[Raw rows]
----------

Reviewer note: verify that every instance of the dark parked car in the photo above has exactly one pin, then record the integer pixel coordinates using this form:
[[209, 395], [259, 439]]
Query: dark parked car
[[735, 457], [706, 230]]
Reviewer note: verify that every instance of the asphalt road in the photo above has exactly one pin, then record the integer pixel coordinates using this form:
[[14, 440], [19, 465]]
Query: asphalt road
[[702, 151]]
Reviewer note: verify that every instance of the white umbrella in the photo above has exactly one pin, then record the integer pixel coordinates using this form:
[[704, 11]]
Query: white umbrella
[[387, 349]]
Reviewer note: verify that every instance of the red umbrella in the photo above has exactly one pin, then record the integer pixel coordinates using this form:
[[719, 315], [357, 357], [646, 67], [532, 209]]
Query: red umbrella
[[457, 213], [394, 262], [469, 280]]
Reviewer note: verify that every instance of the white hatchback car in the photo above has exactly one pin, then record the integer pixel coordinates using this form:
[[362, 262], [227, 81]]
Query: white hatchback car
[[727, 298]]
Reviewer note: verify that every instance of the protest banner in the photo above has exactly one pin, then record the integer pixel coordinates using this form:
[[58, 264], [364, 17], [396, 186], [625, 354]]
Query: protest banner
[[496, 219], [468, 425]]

----------

Exercise prompt
Render every line of the rows above as a JSON list of strings, with one string per line and blank lines dropped.

Exercise response
[
  "Reviewer note: verify that every instance of the dark parked car in the photo above has exactly one pin, then record the integer pixel coordinates using this form:",
  "[[209, 395], [259, 439]]",
  "Query: dark parked car",
  "[[735, 457], [706, 230]]",
  "Reviewer note: verify that every instance of the asphalt road in the photo above has exactly one pin, then record the integer pixel coordinates using this form:",
  "[[14, 440], [19, 465]]",
  "Query: asphalt road",
  "[[702, 151]]",
  "Reviewer note: verify that every instance of the white umbrella in the photo above has exactly one pin, then record the integer pixel coordinates using this form:",
  "[[704, 11]]",
  "Query: white umbrella",
  "[[387, 349]]",
  "Reviewer note: verify that every instance of the red umbrella in the photo above has exactly one pin, then record the integer pixel coordinates using this form:",
  "[[719, 315], [357, 357], [646, 67], [532, 209]]",
  "Query: red umbrella",
  "[[457, 213], [394, 262], [469, 280]]",
  "Reviewer note: verify that every instance of the white hatchback car in the photo above has exactly one pin, then record the integer pixel coordinates using this form:",
  "[[362, 262], [227, 81]]",
  "Query: white hatchback car",
  "[[727, 298]]",
  "Reviewer note: verify that every instance of the protest banner in the photo above has exactly one pin, then record the integer pixel coordinates using this form:",
  "[[58, 264], [364, 17], [396, 186], [625, 354]]",
  "Query: protest banner",
  "[[496, 219], [468, 425]]"
]